* **SELECTED EXCERPT**
::::::

Your point about having programming easy for ordinary people like lawyers (!) to work with raises some interesting points. I'd never thought of lawyers being involved in programming, except maybe some spreadsheets for settlements and costs, maybe some light SQL programming for searches of computer files, etc. (Forensic accountants and forensic attorneys mining vast amounts of data would be a specialized case...)

Alas, I suspect that this topic of "making programming easier for lawyers" is probably too far afield of "lambda the ultimate." Ehud can say otherwise, of course.

I will put in a comment for "propositions as types" (which is squarely on-topic for LtU, I think).. There are several very interesting and important slogans: propositions are types, proofs are programs, types are spaces. These slogans fit under the rubric of the Curry-Howard isomorphism or correspondence, or the Curry-Howard-Lambek correspondence.

Moreover, they are closely related to constructive mathematics, where, to grossly simplify things (cf. Wiki and usual places for many long articles), the law of the excluded middle (A or not-A) is not assumed, where proofs are those that actually _construct_ something as opposed to proofs by contradiction. In an important sense, constructive mathematics, or intuitionistic mathematics (don't assume the name "intuitionistic" implies some airhead or woo-woo approach!) is the natural mathematics of computer programs, where all a computer can do is crank out numbers or words or things. A computer program generally does not prove things by contradiction, but by construction.

(And the constructive approach is arguably the basis of our Western notion of law. Proof is to be presented constructively--a weapon found, an audit trace produced, testimony of a witness--and according to certain rules cranked in an approved or mechanized way. Proofs by contradiction ("If you cannot prove you were not at the murder scene, then you must have been there") are not the basis of our system. I may be the only one in the world who views the "propositions are types, proofs are programs" slogan in this way, but I think it's fundamentally sound. It's part of why I have been moving toward the Intuitionistic point of view for many years.)

The "spaces are types" formulation of C-H is associated with Mike Smyth, Samson Abramsky, Gordon Plotkin, Martin Hyland, Steve Vickers, Martin Escardo, and others. In fact, it arose earlier in the work of Dana Scott and others on "domain theory."

In ordinary words, spaces are places where certain things are true. We see this in ordinary set theory, as in "the set of convicted felons who are also living in California." We may not call this a type, but we could. And then we could apply type-checking for things like access to voting. (I have to sometimes access the California Codes, for my residential activities, and it's quite clear that English legalese is basically a lot about defining these various special sets (or classes, or types, or spaces).

So the space of complex numbers is different from the space of prime numbers. Most of ordinary mathematics is involved in identifying what are the important structures (which are spaces, and hence types), with a zoo of names like groups, rings, fields, R, N, C, and hundreds of types, some obtained by subtyping, some disjoint from a type from which they originally came.

::::::

* **DATA SHOWN**

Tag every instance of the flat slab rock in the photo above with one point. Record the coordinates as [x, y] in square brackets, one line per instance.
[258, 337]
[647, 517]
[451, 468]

::::::

* **LIST OF TASKS**
• A. In the excerpt on propositions as types, retype the passage that begins at the words "I will put in" and stops after the words "the Curry-Howard-Lambek correspondence.".
• B. According to the excerpt on propositions as types, why is constructive mathematics the natural mathematics of computer programs? Answer in one to three sentences.
• C. Continue the excerpt on propositions as types from the point where it stops.
The lines are not needed for anything here.

* **RESULTS FOR EACH TASK**
• A.
I will put in a comment for "propositions as types" (which is squarely on-topic for LtU, I think).. There are several very interesting and important slogans: propositions are types, proofs are programs, types are spaces. These slogans fit under the rubric of the Curry-Howard isomorphism or correspondence, or the Curry-Howard-Lambek correspondence.

• B. All a computer can do is crank out numbers, words or things. A computer program therefore generally proves things by construction rather than by contradiction.

• C.
This constellation of ideas is associated with several other slogans: "open sets are semidecideable properties, "the logic of finite observations," and the mind-blowing claim made by Vickers and others that "topology is a Theory of Information" [Vickers, "Topology Via Logic," 1989]. This claim is now no longer mind-blowing to me, as I have absorbed it and agree with it, but it deserves much wider currency!

Anyway, to get back to lawyers, in a lot of ways I think lawyers need _more_ math, but of the "conceptual mathematics" kind that Lawvere and Schanuel describe in their book of the same name. (Lawvere is of course a pioneer in topos theory, which is closely related to the points above. A topos is sort of a generalized space, or a generalized set, with certain properties and something called a "subobject classifier." I won't say more about this, as others here are more expert. And the Wikipedia is a good place to browse.)

This kind of mathematics is a lot more conceptual, a lot less "grungy," than probably the math that so many people are put off with. But this is really the New Math, the now-deprecated math taught in some U.S. and European K-12 schools in roughly the 1960s and into the 70s....and maybe still in a few places.

Well, the problem was not with the New Math, with its emphasis on starting out with set theory for young children, but in not taking it further.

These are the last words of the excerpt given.